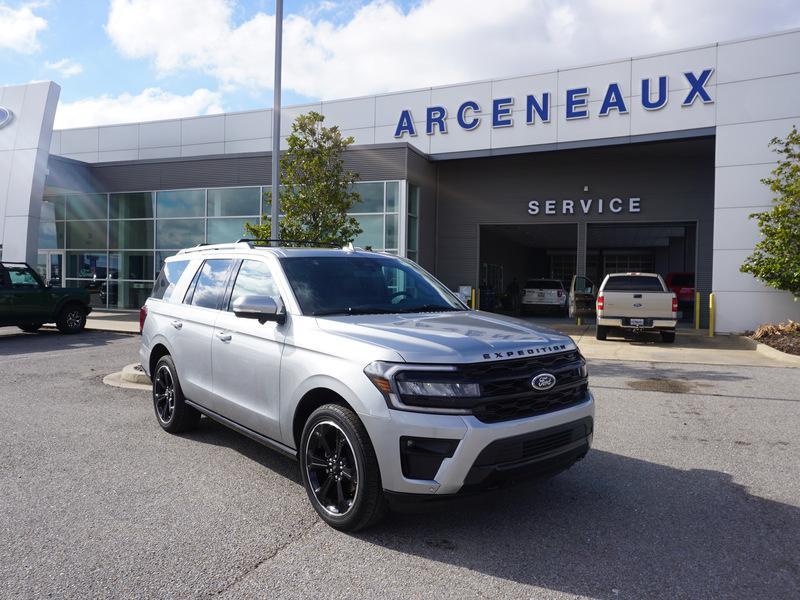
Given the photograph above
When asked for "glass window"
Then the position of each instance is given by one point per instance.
(372, 234)
(87, 235)
(22, 277)
(168, 279)
(221, 231)
(124, 294)
(371, 197)
(87, 206)
(53, 208)
(209, 285)
(87, 265)
(392, 192)
(130, 234)
(180, 233)
(254, 279)
(361, 285)
(233, 202)
(181, 203)
(133, 265)
(51, 235)
(134, 205)
(391, 231)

══════════

* **EXERCISE DETAILS**:
Copy every line of the material above except the picture, offsetting each point by adding 33 to both of its coordinates and leaving all other lines unchanged.

* **EXERCISE RESPONSE**:
Given the photograph above
When asked for "glass window"
Then the position of each instance is given by one point per instance.
(405, 267)
(120, 268)
(55, 310)
(201, 312)
(254, 264)
(157, 327)
(404, 230)
(120, 239)
(86, 241)
(242, 318)
(120, 298)
(425, 225)
(163, 267)
(213, 266)
(287, 312)
(394, 318)
(266, 235)
(214, 236)
(166, 298)
(84, 268)
(167, 238)
(424, 264)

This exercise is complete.